§ ИСХОДНЫЙ ТЕКСТ
• • • • • • •

Свету подарок возмущал окончательно! Во-первых, это бестактно дарить невесте белье, во-вторых, с ее точки зрения, в этом проскальзывала жалость к их бедности. В наказание ему предлагалось ложиться спать отдельно. Он подробно разъяснял, почему поступил так, не признавая своей ошибки. Ему еще раз, более прозрачно, намекали на то, что брака еще нет и, может быть, не будет вовсе.

Тогда он вспоминал совет какого-нибудь бывалого нахимовца и, что называется, брал быка за рога — клал свою руку на светину грудь. Делал он это так неловко, что ей становилось даже жалко его. Он (беседа со специалистом-нахимовцем явно была) уговаривал ее не бояться. Жених настолько не понимал, чего девушке не хватает, что та почти подсказывала: “Дело не в боязни. А в чем? Ну, подумай... В том, что ты должен что-то сказать... Хотя бы сказать... Ну же, ну...”

Толя наконец понимал (может быть, понимал и раньше, но надеялся обойтись без вранья). Он начинал высказываться программно: называл вещи своими именами, он говорил об отсутствии любви вообще и у него по отношению к Свете, в частности. Эту иллюзию нужно было искоренить в супруге изначально, потом было бы поздно.

• • • • • • •

[Фрагмент набора данных]
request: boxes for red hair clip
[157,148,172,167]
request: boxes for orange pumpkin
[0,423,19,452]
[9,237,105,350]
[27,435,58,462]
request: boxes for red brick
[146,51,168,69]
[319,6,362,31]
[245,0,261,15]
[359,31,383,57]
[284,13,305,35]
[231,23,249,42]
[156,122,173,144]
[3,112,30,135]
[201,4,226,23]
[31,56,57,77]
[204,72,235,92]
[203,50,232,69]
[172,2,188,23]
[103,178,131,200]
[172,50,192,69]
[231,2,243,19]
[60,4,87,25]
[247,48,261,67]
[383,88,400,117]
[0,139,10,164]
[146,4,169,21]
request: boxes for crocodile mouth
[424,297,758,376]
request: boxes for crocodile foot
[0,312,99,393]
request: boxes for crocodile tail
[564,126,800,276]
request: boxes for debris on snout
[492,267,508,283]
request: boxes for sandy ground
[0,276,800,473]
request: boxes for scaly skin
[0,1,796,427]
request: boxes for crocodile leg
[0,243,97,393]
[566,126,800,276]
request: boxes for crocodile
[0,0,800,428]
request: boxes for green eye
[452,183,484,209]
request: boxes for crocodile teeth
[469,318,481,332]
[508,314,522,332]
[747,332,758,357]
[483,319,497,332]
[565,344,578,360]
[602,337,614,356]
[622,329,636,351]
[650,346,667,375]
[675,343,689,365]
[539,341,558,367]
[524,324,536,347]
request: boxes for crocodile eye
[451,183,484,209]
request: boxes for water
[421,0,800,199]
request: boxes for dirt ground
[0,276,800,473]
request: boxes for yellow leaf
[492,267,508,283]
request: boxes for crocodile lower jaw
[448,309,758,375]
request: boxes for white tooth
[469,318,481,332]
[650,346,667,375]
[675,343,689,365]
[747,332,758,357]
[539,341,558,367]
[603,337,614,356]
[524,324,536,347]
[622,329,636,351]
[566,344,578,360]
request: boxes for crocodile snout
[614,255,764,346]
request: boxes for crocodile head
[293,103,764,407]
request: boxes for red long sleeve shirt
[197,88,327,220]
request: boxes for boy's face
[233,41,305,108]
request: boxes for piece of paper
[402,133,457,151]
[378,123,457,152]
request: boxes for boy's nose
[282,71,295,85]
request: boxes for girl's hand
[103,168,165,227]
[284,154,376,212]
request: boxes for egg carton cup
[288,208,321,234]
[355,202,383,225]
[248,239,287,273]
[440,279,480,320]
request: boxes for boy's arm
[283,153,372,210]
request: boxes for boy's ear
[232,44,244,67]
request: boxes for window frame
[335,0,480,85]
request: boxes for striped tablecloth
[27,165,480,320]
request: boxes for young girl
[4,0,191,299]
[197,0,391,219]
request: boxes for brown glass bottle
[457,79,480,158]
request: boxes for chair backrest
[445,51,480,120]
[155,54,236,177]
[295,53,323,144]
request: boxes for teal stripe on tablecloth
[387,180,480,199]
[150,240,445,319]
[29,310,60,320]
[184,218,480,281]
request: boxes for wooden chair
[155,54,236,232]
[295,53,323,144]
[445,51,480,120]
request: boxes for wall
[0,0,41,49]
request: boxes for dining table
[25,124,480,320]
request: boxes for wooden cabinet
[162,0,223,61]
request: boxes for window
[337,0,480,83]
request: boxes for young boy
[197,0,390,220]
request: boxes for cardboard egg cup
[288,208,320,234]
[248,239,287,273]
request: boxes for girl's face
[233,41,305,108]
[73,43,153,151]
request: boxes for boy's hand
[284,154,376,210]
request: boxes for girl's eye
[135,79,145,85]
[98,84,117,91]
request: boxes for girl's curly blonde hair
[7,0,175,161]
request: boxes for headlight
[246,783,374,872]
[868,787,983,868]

• • • • • • •

§ ЗАДАНИЯ
A – Переведите на английский язык предложение из исходного текста: «Делал он это так неловко, что ей становилось даже жалко его».
B – Отредактируйте часть исходного текста, начиная с «Толя наконец понимал» и заканчивая «было бы поздно.», заменив «супруге» на «жене».
C – Что предлагалось ему в наказание согласно исходному тексту?

§ ОТВЕТЫ К ЗАДАНИЯМ
A – He did it so awkwardly that she even came to feel sorry for him.

B –
Толя наконец понимал (может быть, понимал и раньше, но надеялся обойтись без вранья). Он начинал высказываться программно: называл вещи своими именами, он говорил об отсутствии любви вообще и у него по отношению к Свете, в частности. Эту иллюзию нужно было искоренить в жене изначально, потом было бы поздно.

C – Ложиться спать отдельно.